• Text to read

Eisenhower’s lessons in alliance management

  • Themes: America, Geopolitics, History

During the 1950s, US strategy in East Asia displayed a judicious combination of flexibility and realism, crafting a security order acceptable to America's allies, while avoiding costly conflicts and commitments.

Vice President Richard Nixon discusses his trip to the Far East with President Dwight D. Eisenhower. 3 November, 1953.
Vice President Richard Nixon discusses his trip to the Far East with President Dwight D. Eisenhower. 3 November, 1953. Credit: Everett Collection Historical

In October 1958, the British Chiefs of Staff proposed to hold inter-service exercises to identify vulnerabilities in the defence of the British Commonwealth. The following year, the Royal Air Force (RAF) sponsored the first of them, ‘Triumvirate’, in 1961, which planned for a hypothetical conflict in the Far East. Because Australia and New Zealand were especially vital to British plans, the UK Chiefs of Staff hoped that the combined services of those countries would send representatives to the top-secret ‘Closed Exercise’.

Defence officials in both Australia and New Zealand expressed doubts. Surely the (uninvited) United States would be ‘a most important, if not a preponderant power in these operations’. Australia’s Ministry of Defence registered concern that the exercise would slow progress on their efforts to establish ‘Four Power Planning’ in the Pacific with the United States – a project Australia and New Zealand called ‘Hydration’.

(Rows from a pointing dataset)
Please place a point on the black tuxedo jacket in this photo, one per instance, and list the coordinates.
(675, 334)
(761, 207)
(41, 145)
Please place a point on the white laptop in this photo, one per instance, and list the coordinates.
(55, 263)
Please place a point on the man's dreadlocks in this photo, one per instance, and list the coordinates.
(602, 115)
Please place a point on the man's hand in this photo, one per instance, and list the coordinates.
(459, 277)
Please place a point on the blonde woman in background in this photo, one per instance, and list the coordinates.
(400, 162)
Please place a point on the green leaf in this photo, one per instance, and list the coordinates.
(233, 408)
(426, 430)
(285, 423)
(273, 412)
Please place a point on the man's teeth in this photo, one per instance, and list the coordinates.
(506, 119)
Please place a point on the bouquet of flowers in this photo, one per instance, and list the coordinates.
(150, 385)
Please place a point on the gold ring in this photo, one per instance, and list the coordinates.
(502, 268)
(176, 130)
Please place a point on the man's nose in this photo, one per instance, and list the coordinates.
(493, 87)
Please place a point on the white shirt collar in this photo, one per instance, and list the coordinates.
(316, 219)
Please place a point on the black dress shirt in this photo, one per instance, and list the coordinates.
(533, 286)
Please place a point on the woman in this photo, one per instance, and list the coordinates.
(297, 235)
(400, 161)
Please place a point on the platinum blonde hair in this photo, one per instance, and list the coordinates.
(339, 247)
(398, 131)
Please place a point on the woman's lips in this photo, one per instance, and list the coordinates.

• Exercise instructions
(1) Decide whether each statement agrees with the article on Eisenhower's alliance management, answering yes or no and quoting the decisive words from the article: (a) The British Chiefs of Staff proposed inter-service exercises in October 1958. (b) The United States was invited to the ‘Closed Exercise’. (c) Australia and New Zealand called the project to establish ‘Four Power Planning’ ‘Hydration’.
(2) List every theme that the article on Eisenhower's alliance management is tagged with.
(3) Extend the article on Eisenhower's alliance management, beginning after its final sentence.
The material has no connection to the article on Eisenhower's alliance management.

• Outputs by task
(1)
(a) Yes: "In October 1958, the British Chiefs of Staff proposed to hold inter-service exercises"
(b) No: "Surely the (uninvited) United States"
(c) Yes: "a project Australia and New Zealand called ‘Hydration’"

(2) America, Geopolitics, History

(3)
For Australia and New Zealand, Hydration offered the prospect of synchronising defence planning and potentially developing joint forces in Southeast Asia and the Southwest Pacific. In a global war, Britain was devoted to defending its Commonwealth and committed to reinforcing the North Atlantic Treaty Organization (NATO). Yet the Southeast Asia Treaty Organisation (SEATO), of which Australia and New Zealand were members, lacked an equivalent to NATO’s Article V, which committed members to collective defence. Accordingly, they sought to find another, more reliable way of tying the US into their defence architecture in the Pacific region.

US planners on the Joint Chiefs of Staff and Pacific Command did not wish, however, to be pinned down by commitments that would constrain America’s freedom of action. ‘Flexible realism’ – a term that appears in the November 2025 National Security Strategy of the United States of America (NSS) and the January 2026 National Defense Strategy (NDS) – sounds a lot like Washington’s approach to the world in the late 1950s. The lead-up to Triumvirate – an otherwise routine exercise – reveals much about cross-cutting dynamics shaping the Anglo countries with interests in the Far East. Moreover, it speaks directly to the US approach to that region and how it differed from Western Europe.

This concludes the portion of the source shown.